The union election at Boeing South Carolina will not take place next week after the International Association of Machinists and Aerospace Workers (IAM) withdrew its petition with the National Labor Relations Board Friday, according to a press release from the union.
More than 3,100 production and maintenance workers at Boeing South Carolina’s 787 Dreamliner campus in North Charleston would have been eligible to vote for union representation on Wednesday. The withdrawal means the union cannot try again for at least six months. Had the assembly workers rejected union representation, the IAM would not have been allowed to attempt another vote for at least a year.
The IAM cited “a toxic environment and gross violations of workers’ lawful organizing rights” as reasons for canceling. Additionally, union leaders have said that they were considering withdrawing the petition if they did not have enough support to win. The union statement also blamed “political interference.” While it did not name individuals, Gov. Nikki Haley, North Charleston Mayor Keith Summey, and numerous other state and local Republicans have ardently opposed the plant’s unionization.
Boeing officials responded by praising their employees. “I want to thank the team for their patience and professionalism throughout this process, but most importantly their passion, spirit and determination to move forward together,” Boeing South Carolina vice president and general manager Beverly Wyse said in an emailed statement. “We now have the opportunity to make Boeing South Carolina and our local community an even better place to work and live. And that’s what we’re going to do — together.”

Natural-language object grounding data
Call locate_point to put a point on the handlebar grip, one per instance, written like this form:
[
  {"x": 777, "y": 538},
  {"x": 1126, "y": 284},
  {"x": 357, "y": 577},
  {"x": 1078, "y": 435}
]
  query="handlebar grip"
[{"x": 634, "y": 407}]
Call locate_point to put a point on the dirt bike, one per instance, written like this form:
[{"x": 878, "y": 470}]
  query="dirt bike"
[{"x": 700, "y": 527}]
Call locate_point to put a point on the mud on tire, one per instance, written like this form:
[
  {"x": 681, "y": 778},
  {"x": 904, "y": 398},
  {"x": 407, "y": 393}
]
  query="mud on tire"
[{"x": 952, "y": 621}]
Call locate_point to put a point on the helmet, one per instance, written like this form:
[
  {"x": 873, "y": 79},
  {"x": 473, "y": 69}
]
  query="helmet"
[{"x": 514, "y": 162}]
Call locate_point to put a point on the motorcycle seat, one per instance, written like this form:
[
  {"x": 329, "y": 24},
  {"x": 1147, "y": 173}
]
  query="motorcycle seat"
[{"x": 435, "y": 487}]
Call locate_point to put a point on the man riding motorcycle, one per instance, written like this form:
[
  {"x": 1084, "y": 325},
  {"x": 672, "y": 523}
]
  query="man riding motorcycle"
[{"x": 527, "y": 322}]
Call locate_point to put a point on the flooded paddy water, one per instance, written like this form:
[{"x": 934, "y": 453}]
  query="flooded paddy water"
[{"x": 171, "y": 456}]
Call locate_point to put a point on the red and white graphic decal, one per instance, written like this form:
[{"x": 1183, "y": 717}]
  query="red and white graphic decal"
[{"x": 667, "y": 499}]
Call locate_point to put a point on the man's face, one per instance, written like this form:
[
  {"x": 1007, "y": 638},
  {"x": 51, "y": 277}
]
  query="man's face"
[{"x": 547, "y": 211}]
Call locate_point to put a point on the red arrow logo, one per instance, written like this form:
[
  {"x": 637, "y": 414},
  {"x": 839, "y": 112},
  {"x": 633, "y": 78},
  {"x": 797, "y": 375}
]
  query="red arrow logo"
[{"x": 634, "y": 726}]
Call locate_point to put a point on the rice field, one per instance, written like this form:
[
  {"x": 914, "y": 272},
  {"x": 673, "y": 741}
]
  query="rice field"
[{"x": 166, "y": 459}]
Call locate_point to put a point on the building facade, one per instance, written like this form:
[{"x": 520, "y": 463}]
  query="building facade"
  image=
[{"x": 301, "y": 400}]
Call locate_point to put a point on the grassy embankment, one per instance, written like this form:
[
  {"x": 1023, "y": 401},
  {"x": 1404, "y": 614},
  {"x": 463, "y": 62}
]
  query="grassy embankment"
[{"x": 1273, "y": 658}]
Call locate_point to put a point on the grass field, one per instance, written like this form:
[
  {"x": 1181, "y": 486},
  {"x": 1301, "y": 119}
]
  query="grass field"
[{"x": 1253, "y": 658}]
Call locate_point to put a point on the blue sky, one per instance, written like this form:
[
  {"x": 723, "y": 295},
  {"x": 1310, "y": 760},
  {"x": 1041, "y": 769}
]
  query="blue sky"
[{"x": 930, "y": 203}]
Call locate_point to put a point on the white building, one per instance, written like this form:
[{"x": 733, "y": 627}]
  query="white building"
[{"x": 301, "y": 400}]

Requirement A> List every person named in the article about the Boeing South Carolina union election, with the title or role the article gives each.
Requirement B> Extend the article about the canceled Boeing South Carolina union election, picking up after its final sentence.

Written response A>
- Gov. Nikki Haley
- North Charleston Mayor Keith Summey
- Beverly Wyse, Boeing South Carolina vice president and general manager

Written response B>
The petition for a union election was filed on March 16th after the union said the required 30 percent of Boeing assembly workers signed authorization cards expressing interest in union representation. Some workers had reached out to the IAM regarding numerous workplace concerns, including forced overtime, rising health care costs and a lack of respect on the shop floor.
The IAM conducted home visits with more than 1,700 workers in recent weeks to gauge support and help determine whether they should cancel this election. The union said it suspended home visits after two organizers were threatened at gunpoint and others reported hostile confrontations. The IAM said it has filed Unfair Labor Practice charges with the NLRB.
Although the election will not happen, the IAM said it plans to continue organizing efforts for a future election. The union said it expects to file a petition for another election in six months or so.